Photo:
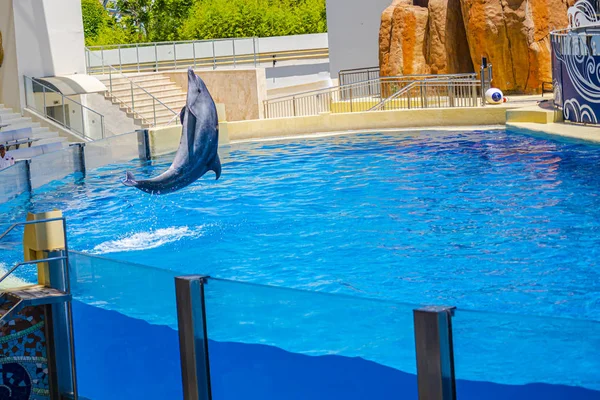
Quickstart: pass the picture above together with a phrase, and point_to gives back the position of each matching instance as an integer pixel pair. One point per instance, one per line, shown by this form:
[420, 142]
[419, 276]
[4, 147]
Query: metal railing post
[294, 105]
[193, 337]
[120, 61]
[155, 58]
[435, 353]
[132, 98]
[175, 54]
[233, 47]
[64, 110]
[82, 121]
[154, 110]
[144, 150]
[214, 56]
[79, 159]
[137, 55]
[194, 53]
[254, 50]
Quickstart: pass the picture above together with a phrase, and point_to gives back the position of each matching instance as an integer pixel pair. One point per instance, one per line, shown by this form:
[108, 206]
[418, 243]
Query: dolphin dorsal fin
[182, 114]
[215, 165]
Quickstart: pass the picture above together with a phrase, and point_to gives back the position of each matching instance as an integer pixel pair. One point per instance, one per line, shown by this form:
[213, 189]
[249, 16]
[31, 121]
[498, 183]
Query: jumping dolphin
[197, 153]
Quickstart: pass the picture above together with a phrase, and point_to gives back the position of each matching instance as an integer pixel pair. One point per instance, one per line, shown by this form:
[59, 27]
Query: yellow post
[38, 239]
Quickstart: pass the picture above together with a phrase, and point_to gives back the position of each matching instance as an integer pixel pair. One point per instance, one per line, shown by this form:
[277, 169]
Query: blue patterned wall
[23, 356]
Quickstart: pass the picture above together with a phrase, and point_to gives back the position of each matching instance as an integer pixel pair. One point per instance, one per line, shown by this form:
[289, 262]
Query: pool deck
[527, 113]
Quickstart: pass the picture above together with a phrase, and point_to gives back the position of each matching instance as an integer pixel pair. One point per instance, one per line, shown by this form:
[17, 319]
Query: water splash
[146, 240]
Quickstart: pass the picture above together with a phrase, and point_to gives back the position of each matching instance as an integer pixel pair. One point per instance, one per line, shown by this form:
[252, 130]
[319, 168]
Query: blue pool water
[485, 220]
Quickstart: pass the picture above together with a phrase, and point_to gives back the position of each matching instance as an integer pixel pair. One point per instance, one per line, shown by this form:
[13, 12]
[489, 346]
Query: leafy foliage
[160, 20]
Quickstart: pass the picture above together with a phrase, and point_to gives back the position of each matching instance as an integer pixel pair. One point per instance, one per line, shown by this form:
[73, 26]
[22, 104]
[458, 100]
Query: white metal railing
[365, 95]
[70, 114]
[132, 93]
[163, 56]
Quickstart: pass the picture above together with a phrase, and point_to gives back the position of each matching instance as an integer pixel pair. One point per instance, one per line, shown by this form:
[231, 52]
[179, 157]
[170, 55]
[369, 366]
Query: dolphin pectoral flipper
[215, 165]
[129, 179]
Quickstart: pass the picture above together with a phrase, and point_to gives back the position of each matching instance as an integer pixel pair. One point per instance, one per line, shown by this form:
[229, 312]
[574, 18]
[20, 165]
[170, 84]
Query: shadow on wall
[125, 358]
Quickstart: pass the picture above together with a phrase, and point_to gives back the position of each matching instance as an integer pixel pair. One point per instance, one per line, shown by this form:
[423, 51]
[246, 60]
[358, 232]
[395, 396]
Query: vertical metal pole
[435, 354]
[144, 150]
[137, 55]
[155, 58]
[154, 110]
[79, 157]
[120, 62]
[214, 56]
[254, 49]
[175, 54]
[28, 175]
[82, 121]
[193, 337]
[233, 46]
[64, 111]
[194, 53]
[132, 98]
[44, 95]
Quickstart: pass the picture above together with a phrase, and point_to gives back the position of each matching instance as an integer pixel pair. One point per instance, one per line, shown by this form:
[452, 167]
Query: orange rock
[447, 39]
[450, 36]
[514, 35]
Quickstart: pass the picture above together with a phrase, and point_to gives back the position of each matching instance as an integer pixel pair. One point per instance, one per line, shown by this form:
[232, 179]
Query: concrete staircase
[47, 140]
[143, 107]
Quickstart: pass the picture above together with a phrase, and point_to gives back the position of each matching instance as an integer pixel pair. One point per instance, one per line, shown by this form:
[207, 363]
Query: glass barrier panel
[125, 319]
[54, 165]
[501, 356]
[113, 149]
[14, 181]
[276, 343]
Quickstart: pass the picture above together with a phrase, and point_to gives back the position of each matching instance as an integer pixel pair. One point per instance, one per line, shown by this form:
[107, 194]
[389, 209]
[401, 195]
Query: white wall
[353, 29]
[46, 38]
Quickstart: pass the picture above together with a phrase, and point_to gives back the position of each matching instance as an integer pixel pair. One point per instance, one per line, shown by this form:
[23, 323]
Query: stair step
[144, 84]
[56, 139]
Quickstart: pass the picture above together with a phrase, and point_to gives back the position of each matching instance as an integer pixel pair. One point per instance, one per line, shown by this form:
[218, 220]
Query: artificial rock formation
[451, 36]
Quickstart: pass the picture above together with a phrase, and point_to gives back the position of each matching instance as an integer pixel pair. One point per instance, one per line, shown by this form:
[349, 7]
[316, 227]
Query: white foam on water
[12, 281]
[146, 240]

++++++++++

> _Exercice court_: Affichez chaque ligne des données ci-dessus qui contient le mot "rock", en respectant la casse.

> _Résultat complet_:
Query: orange rock
Query: artificial rock formation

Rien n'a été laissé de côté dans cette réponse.